=== TEXT SEGMENT ===
- - - - -

The configuration structures of \cite{GG90} were required
to satisfy several requirements, due to \cite{Wi87a}, ensuring that
they could be obtained as the families of finite configurations of
event structures, namely
\begin{itemise}
\item all configurations are finite ({\em finitariness}),
\item $C$ contains the empty configuration ({\em rootedness}),
\item $C$ is closed under nonempty bounded unions ($\nbbigcup$),
\item and for any two distinct events occurring in a configuration there
is a subconfiguration containing one but not the other ({\em
coincidence-freeness}).
\end{itemise}
In the present paper a more expressive kind of configuration
structure is considered, not bound by these requirements. Many of our
results however concern finitary rooted configuration structures. A
further generalisation of this model was previously proposed by {\sc
Pinna \& Poign\'e} \cite{PP95}. Their {\em event automata} are rooted
finitary configuration structures together with a transition relation
between the configurations.
Our configuration structures are, up to isomorphism, the {\em
extensional Chu spaces} of {\sc Gupta \& Pratt} \cite{GP93,Gup94,Pr94a}. It
was in their work that the idea arose of using the full generality of such
structures in modelling concurrency. It should be noted however
that the computational interpretation in \cite{GP93,Gup94,Pr94a}
differs slightly from that in \cite{NPW81,Wi87a,GG90,PP95}.

- - - - -

=== DATA SEGMENT ===
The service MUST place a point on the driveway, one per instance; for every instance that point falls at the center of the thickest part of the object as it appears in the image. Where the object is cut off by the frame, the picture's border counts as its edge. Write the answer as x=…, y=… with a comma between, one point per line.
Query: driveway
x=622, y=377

- - - - -

=== TASKS AND EXERCISES ===
1. Answer these questions from the passage on configuration structures:
(a) Which requirement states that C contains the empty configuration?
(b) What do event automata add to rooted finitary configuration structures?
(c) Up to isomorphism, what are the configuration structures of the present paper?
2. List every requirement that the passage on configuration structures says the configuration structures of \cite{GG90} had to satisfy.
3. Carry the passage on configuration structures forward, starting after its last sentence.
The material above comes from a separate source.

=== ANSWERS TO THE PROBLEMS ===
1.
(a) Rootedness.
(b) A transition relation between the configurations.
(c) The extensional Chu spaces of Gupta & Pratt.

2.
- All configurations are finite (finitariness).
- C contains the empty configuration (rootedness).
- C is closed under nonempty bounded unions.
- For any two distinct events occurring in a configuration, there is a subconfiguration containing one but not the other (coincidence-freeness).

3.
\paragraph{Formulae}
In Section \ref{formulae} we consider set systems from the point of
view of (infinitary) propositional logic: $E$ is now thought of as the
set of {\em propositions} and $C$ as the set of {\em models}.
Following {\sc Pratt} \cite{Pr94a} we observe a bijective
correspondence between configuration structures and infinitary
propositional theories up to logical equivalence.
We give a number of results equating the closure of $C$ under certain
operations with its axiomatisation by formulae of certain simple forms.
\paragraph{Event structures}
The behaviour of event structures is traditionally described in
terms of their configurations: the consistent and secured sets of
events. In Section \ref{events} we relate this description with one
in terms of consistent and left-closed set of events. The later
corresponds with a {\em logical} view of event structures as
propositional theories. A somewhat different logical view was
presented in {\sc Gunawardena} \cite{Gun92b}. The\pagebreak[4]
precise relations with ours are yet to be investigated.
In Section \ref{classification} we classify event
structures along three lines and discuss the characterisation of the
associated classes of configuration structures.
\paragraph{Equivalences}
A model of computation should have a notion of behaviour, and the
possibility of comparing behaviours with respect to suitable
equivalence relations. To this end, in
Section~\ref{computational}, we equip configuration structures with
functions $l: E \rightarrow Act$ {\em labelling} events with {\em
actions}, and derive associated {\em asynchronous} labelled transition
relations. We consider {various} {\em bisimulation} relations,
adapted for concurrency, between the resulting labelled transition
graphs. Section \ref{event-equiv}
considers several classes of event structures within this framework.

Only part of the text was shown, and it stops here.